(Task material Opens)

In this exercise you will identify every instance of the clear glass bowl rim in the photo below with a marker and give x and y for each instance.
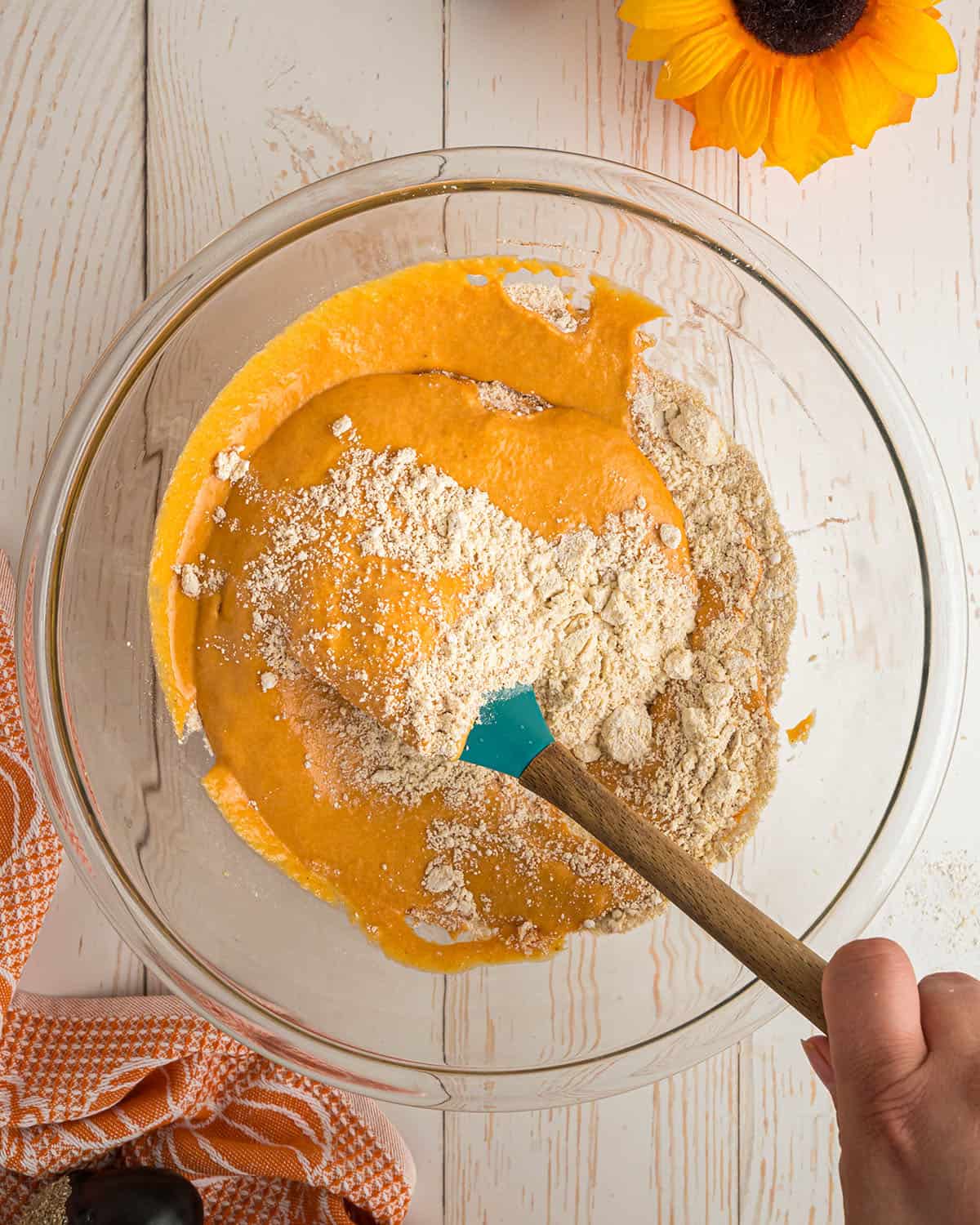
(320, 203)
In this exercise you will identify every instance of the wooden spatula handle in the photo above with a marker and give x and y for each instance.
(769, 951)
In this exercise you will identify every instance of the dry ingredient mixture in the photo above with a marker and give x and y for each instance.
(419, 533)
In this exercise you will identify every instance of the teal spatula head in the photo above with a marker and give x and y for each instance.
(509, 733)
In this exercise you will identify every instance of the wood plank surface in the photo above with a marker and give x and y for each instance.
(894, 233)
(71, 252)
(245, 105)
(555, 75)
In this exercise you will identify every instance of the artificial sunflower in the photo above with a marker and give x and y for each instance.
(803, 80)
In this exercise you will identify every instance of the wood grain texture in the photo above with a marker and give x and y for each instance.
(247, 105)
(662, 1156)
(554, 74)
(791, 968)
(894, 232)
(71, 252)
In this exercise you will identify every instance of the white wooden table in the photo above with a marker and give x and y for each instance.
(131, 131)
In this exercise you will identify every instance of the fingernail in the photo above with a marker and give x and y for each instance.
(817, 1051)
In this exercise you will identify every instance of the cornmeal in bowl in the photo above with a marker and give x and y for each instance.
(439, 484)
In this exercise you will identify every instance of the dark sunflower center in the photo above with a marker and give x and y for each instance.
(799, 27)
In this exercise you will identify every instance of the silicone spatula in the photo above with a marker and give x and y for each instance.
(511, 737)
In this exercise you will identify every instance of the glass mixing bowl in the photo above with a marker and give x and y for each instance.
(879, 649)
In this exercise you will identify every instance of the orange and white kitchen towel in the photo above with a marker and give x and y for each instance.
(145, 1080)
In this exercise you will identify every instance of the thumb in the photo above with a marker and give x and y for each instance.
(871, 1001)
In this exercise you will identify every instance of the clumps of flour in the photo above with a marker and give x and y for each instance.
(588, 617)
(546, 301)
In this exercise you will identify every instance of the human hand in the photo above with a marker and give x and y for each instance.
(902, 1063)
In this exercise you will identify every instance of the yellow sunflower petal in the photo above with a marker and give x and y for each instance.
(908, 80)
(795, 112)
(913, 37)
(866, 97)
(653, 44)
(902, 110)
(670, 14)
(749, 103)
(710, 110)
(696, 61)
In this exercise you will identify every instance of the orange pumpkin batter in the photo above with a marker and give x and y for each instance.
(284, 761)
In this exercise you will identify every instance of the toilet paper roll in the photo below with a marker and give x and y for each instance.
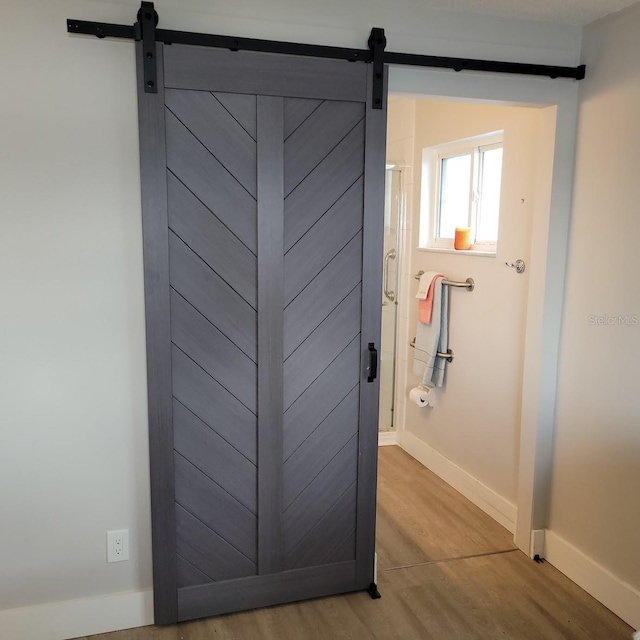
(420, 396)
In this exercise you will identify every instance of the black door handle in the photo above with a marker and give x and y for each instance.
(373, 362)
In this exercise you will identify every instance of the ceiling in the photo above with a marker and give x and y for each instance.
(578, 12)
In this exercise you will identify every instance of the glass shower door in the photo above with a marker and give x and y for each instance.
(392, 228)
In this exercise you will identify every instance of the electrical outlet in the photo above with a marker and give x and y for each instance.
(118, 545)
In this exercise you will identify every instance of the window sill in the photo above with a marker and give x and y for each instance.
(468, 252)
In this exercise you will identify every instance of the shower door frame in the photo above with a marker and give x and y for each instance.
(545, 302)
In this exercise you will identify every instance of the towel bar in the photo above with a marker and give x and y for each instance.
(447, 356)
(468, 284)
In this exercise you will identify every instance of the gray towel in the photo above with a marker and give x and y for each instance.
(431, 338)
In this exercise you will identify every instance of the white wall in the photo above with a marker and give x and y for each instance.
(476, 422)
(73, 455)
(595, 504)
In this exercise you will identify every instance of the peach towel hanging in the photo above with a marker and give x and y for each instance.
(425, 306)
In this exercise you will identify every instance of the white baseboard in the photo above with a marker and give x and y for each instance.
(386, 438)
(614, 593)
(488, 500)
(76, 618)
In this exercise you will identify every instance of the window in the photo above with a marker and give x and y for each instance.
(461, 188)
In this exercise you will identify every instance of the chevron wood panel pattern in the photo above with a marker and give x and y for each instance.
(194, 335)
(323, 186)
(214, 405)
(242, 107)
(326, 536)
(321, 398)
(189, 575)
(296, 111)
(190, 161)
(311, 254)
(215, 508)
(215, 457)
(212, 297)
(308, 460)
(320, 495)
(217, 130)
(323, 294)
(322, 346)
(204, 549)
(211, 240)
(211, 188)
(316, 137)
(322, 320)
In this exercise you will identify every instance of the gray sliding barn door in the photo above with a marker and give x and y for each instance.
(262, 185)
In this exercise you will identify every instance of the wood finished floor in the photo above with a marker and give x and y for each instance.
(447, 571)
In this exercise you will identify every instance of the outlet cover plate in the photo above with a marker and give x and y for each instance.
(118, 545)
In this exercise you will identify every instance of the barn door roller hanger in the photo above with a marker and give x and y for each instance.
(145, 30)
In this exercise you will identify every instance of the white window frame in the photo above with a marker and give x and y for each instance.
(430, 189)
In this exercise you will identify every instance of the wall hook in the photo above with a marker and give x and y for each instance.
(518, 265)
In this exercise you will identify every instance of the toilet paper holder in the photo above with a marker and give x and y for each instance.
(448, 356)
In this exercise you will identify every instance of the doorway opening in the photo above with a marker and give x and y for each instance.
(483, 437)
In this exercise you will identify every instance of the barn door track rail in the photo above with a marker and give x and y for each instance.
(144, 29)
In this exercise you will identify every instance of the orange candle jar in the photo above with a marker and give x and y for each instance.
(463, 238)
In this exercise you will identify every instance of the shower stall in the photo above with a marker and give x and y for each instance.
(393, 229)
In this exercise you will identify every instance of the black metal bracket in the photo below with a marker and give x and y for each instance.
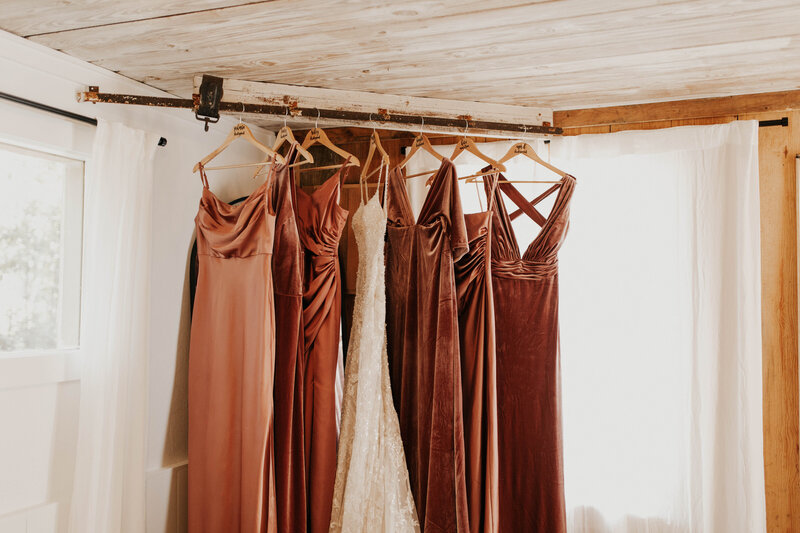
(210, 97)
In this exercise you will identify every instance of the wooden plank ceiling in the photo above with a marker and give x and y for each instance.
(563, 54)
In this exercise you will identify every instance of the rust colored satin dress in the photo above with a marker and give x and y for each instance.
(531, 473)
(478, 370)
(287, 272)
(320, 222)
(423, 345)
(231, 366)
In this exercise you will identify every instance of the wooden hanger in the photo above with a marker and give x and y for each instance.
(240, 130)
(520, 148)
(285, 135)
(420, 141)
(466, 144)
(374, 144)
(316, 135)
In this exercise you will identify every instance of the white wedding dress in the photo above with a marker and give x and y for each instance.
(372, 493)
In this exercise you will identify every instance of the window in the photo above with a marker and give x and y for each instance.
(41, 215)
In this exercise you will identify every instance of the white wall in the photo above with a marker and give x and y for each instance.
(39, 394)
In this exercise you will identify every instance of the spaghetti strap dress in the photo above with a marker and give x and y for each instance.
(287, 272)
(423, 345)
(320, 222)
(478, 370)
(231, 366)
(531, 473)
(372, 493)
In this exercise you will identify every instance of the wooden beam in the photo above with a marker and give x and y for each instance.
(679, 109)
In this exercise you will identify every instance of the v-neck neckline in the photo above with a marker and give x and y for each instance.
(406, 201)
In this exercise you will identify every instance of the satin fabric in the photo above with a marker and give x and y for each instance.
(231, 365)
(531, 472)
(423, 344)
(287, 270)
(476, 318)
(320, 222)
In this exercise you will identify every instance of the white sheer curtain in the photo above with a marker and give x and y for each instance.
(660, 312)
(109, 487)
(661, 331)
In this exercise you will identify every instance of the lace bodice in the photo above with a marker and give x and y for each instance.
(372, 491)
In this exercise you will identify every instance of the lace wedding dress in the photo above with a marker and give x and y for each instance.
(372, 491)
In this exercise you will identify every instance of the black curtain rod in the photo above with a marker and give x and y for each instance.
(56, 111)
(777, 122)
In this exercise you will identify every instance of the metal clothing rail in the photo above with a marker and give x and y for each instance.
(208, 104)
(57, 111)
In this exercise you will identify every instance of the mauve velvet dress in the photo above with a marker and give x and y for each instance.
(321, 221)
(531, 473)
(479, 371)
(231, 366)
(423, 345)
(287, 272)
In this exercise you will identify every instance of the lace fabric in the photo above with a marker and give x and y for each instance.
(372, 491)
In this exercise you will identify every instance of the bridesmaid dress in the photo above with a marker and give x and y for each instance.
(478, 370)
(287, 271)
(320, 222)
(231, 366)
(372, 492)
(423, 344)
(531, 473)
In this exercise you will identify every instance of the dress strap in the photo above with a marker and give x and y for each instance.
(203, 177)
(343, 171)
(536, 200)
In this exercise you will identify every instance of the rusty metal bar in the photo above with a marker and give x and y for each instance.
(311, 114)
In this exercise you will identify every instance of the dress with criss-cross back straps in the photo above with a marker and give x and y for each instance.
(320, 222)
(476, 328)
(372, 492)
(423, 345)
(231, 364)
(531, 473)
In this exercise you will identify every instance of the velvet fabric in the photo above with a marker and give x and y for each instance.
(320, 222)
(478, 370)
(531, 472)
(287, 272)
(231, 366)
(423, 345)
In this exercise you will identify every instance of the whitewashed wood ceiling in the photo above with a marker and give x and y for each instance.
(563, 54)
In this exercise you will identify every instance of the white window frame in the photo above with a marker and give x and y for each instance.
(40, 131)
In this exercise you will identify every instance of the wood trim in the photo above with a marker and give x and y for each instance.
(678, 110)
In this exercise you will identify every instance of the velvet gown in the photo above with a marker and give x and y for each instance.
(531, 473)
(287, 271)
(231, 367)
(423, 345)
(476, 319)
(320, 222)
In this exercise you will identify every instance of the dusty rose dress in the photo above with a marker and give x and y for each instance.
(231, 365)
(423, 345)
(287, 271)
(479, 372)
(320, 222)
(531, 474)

(Task material Closes)

• **Exercise details**:
The output should consist only of the lines from the one with "the wood trim" through the final line of the records above, exactly.

• **Response for this exercise**:
In this exercise you will identify every instance of the wood trim in the photo above with a marker and give x and y for each instance.
(678, 110)
In this exercise you will identify every instance of the velvet gown in the photo above with a marker and give x and y for each instance.
(531, 473)
(287, 271)
(231, 367)
(423, 345)
(476, 319)
(320, 222)
In this exercise you will identify every instance of the dusty rose dress in the photo above with a marker and give x and y for each instance.
(231, 365)
(423, 345)
(287, 271)
(479, 372)
(320, 222)
(531, 474)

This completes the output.